Your task =
Extract, verbatim, all lines starting at the one containing "Point to the short hair." and ending with the final line of the listing, and no others.

Records supplied =
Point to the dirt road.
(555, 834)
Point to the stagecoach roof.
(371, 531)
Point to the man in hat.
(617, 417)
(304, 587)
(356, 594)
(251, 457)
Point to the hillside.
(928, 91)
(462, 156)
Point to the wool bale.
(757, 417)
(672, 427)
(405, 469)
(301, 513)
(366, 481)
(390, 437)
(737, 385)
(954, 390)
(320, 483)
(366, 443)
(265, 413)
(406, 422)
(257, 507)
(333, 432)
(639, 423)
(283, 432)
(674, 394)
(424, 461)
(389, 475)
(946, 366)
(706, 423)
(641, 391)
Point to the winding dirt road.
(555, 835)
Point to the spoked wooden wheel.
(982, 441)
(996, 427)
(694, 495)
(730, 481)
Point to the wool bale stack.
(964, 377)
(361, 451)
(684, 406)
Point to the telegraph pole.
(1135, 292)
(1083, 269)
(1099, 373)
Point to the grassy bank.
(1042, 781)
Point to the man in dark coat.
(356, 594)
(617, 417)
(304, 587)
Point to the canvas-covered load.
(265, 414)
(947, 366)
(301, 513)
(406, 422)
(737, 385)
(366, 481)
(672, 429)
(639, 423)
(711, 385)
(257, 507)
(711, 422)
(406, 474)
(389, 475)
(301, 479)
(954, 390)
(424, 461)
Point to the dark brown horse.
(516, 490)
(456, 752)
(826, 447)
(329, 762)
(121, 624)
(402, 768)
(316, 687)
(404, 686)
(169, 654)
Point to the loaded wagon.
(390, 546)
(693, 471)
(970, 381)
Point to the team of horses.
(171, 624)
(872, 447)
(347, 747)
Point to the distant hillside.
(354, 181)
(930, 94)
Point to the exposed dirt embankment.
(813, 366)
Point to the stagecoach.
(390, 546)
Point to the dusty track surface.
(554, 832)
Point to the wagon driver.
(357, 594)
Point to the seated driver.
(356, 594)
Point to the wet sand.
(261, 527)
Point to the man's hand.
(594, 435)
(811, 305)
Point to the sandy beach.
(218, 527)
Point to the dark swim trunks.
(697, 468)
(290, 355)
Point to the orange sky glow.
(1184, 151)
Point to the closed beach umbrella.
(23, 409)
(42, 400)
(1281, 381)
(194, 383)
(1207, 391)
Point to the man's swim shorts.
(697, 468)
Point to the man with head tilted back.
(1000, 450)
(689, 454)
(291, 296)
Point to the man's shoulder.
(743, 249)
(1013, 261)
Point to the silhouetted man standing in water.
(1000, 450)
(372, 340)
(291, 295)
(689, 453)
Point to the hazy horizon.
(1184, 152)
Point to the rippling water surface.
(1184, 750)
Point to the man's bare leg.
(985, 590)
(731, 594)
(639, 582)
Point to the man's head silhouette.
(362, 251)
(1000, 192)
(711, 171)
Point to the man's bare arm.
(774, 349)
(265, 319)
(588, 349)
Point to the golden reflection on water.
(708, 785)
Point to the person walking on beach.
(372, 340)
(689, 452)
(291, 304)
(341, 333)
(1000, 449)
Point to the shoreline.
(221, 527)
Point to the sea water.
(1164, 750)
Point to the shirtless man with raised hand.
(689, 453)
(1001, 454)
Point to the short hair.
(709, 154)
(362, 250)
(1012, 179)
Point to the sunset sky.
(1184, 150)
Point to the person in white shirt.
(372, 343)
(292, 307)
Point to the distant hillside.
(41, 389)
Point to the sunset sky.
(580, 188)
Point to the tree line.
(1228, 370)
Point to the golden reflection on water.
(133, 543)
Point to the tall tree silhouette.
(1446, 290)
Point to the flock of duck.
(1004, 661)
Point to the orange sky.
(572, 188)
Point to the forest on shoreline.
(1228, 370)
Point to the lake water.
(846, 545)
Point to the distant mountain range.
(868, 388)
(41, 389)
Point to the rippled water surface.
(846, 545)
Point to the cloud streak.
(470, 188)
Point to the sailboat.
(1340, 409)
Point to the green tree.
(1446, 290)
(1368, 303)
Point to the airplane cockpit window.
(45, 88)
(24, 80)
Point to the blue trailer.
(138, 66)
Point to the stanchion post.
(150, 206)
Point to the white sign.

Written response =
Point to the short hair.
(709, 154)
(362, 250)
(1012, 179)
Point to the sunset sky.
(1184, 150)
Point to the person in white shirt.
(372, 343)
(292, 307)
Point to the distant hillside.
(41, 389)
Point to the sunset sky.
(580, 188)
Point to the tree line.
(1228, 370)
Point to the golden reflection on water.
(133, 543)
Point to the tall tree silhouette.
(1446, 290)
Point to the flock of duck.
(1004, 661)
Point to the orange sky.
(572, 188)
Point to the forest on shoreline.
(1228, 370)
Point to the lake water.
(846, 545)
Point to the distant mountain range.
(868, 388)
(41, 389)
Point to the rippled water surface.
(846, 545)
Point to the cloud streak.
(470, 188)
Point to the sailboat.
(1340, 409)
Point to the green tree.
(1446, 290)
(1368, 303)
Point to the airplane cockpit window.
(45, 88)
(24, 80)
Point to the blue trailer.
(138, 66)
Point to the stanchion post.
(150, 206)
Point to the white sign.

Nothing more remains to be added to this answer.